Named region outline records:
───
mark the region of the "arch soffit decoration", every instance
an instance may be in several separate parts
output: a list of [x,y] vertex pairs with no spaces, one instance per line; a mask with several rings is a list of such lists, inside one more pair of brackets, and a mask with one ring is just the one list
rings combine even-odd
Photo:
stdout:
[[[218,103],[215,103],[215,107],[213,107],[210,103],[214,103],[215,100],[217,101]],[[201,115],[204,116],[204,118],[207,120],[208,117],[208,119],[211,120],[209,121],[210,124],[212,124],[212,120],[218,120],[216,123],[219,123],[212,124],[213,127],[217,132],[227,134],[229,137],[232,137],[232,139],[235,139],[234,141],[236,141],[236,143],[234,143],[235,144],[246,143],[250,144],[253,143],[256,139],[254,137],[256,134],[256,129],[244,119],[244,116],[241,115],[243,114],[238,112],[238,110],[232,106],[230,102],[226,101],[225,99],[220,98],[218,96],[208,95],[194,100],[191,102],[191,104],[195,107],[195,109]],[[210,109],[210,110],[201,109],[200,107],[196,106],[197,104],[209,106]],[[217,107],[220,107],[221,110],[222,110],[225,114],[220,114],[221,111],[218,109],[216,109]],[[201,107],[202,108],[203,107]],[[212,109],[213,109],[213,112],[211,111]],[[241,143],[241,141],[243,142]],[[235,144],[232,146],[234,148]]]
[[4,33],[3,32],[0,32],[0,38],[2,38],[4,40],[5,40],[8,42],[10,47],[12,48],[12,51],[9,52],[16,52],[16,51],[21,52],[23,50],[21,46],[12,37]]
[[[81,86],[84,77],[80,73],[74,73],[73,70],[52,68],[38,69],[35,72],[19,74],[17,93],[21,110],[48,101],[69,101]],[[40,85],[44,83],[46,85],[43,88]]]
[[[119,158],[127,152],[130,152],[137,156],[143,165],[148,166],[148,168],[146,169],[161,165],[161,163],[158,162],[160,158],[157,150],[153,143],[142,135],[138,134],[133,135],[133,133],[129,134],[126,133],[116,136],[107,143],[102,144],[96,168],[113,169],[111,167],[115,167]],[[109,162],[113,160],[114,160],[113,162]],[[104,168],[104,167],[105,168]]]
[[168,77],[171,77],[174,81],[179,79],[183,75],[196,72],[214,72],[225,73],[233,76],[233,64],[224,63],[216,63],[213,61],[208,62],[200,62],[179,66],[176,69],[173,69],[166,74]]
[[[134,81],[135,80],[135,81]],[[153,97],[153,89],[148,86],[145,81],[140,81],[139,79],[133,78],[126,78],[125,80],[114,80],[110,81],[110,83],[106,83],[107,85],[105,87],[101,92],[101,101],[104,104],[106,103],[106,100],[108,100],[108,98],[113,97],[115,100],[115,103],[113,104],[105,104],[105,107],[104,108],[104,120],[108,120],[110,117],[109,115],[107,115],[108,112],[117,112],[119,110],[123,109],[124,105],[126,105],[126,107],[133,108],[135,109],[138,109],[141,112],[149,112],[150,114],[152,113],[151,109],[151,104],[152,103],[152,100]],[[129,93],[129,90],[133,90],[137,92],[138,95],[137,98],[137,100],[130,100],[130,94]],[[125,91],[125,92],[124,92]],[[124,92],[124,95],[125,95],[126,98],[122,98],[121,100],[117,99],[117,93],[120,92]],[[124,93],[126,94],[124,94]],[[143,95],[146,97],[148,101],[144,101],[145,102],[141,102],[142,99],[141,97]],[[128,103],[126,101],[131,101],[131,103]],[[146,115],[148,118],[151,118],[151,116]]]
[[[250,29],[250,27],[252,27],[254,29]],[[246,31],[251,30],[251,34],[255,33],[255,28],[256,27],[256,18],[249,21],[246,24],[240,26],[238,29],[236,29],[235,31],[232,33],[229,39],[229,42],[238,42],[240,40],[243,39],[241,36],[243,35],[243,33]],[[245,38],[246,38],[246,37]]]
───
### PROBLEM TO WORK ON
Arrange every line of the records above as a Markdown table with the columns "No." and "Line", numbering the rows in order and leaving out any blank lines.

### RESPONSE TO THE TASK
| No. | Line |
|---|---|
| 1 | mark the region of the "arch soffit decoration", every instance |
| 2 | an instance may be in several separate parts |
| 3 | output: a list of [x,y] vertex pairs with no spaces, one instance per line; a mask with several rings is a list of such lists, inside one more pair of brackets, and a mask with one ring is just the one list |
| 4 | rings combine even-odd |
| 5 | Photo: |
| 6 | stdout: |
| 7 | [[[218,103],[215,103],[215,107],[213,107],[210,103],[214,103],[215,100],[217,101]],[[201,115],[204,116],[204,118],[207,120],[208,117],[208,119],[211,120],[209,121],[210,124],[212,124],[212,120],[218,120],[216,123],[219,123],[212,124],[213,127],[217,132],[227,134],[229,137],[232,137],[232,139],[235,139],[234,141],[236,141],[236,143],[234,143],[235,144],[246,143],[250,144],[253,143],[256,139],[254,137],[256,134],[256,129],[244,119],[244,116],[241,115],[243,114],[238,112],[238,110],[232,106],[230,102],[226,101],[225,99],[220,98],[218,96],[208,95],[194,100],[191,102],[191,104],[195,107],[195,109]],[[210,109],[210,110],[201,109],[200,107],[196,106],[197,104],[209,106]],[[217,107],[220,107],[221,110],[222,110],[225,114],[220,114],[221,111],[218,109],[216,109]],[[201,107],[202,108],[203,107]],[[212,109],[213,109],[213,112],[211,111]],[[241,143],[241,141],[243,142]],[[235,144],[232,146],[234,148]]] |
| 8 | [[4,33],[3,32],[0,32],[0,38],[2,38],[4,40],[5,40],[8,42],[10,47],[12,48],[12,51],[9,52],[16,52],[16,51],[21,52],[23,50],[21,46],[12,37]] |
| 9 | [[[81,86],[84,77],[80,73],[74,73],[73,70],[52,68],[38,69],[35,72],[19,74],[17,93],[21,110],[48,101],[69,101]],[[40,85],[44,83],[46,85],[43,88]]] |
| 10 | [[[119,158],[127,152],[130,152],[137,156],[143,165],[148,166],[148,168],[146,169],[161,165],[161,163],[158,162],[160,158],[157,150],[153,143],[142,135],[138,134],[133,135],[133,133],[129,134],[126,133],[116,136],[107,143],[102,144],[96,168],[113,169],[111,167],[115,167]],[[109,162],[113,160],[114,160],[113,162]],[[104,168],[104,167],[105,168]]] |
| 11 | [[168,77],[171,77],[174,81],[179,79],[183,75],[196,72],[214,72],[225,73],[233,76],[233,64],[224,63],[216,63],[213,61],[208,62],[200,62],[179,66],[176,69],[173,69],[166,74]] |
| 12 | [[[134,81],[135,80],[135,81]],[[153,97],[153,89],[148,86],[145,81],[140,81],[139,79],[133,78],[126,78],[125,80],[114,80],[110,81],[110,83],[106,83],[107,85],[105,87],[101,92],[101,101],[104,104],[106,103],[106,100],[108,100],[108,98],[113,97],[115,100],[115,103],[113,104],[105,104],[105,107],[104,108],[104,120],[108,120],[110,117],[109,115],[107,115],[108,112],[117,112],[119,110],[123,109],[124,105],[126,105],[126,107],[133,108],[135,109],[138,109],[141,112],[149,112],[150,114],[152,113],[151,109],[151,104],[152,103],[152,100]],[[129,93],[129,90],[133,90],[137,92],[138,95],[137,98],[137,100],[130,100],[130,94]],[[125,91],[125,92],[124,92]],[[124,92],[124,95],[125,95],[126,98],[122,98],[121,100],[117,99],[117,93],[120,92]],[[124,93],[126,94],[124,94]],[[143,95],[146,97],[148,101],[144,101],[145,102],[141,102],[142,99],[141,97]],[[128,103],[126,101],[131,101],[131,103]],[[146,115],[148,118],[151,118],[151,116]]] |
| 13 | [[[250,29],[250,27],[252,27],[254,29]],[[246,31],[251,30],[251,34],[255,33],[255,28],[256,27],[256,18],[249,21],[246,24],[240,26],[238,29],[236,29],[235,31],[232,33],[229,39],[229,42],[238,42],[240,40],[243,39],[241,36],[243,35],[243,33]],[[245,38],[246,38],[246,37]]] |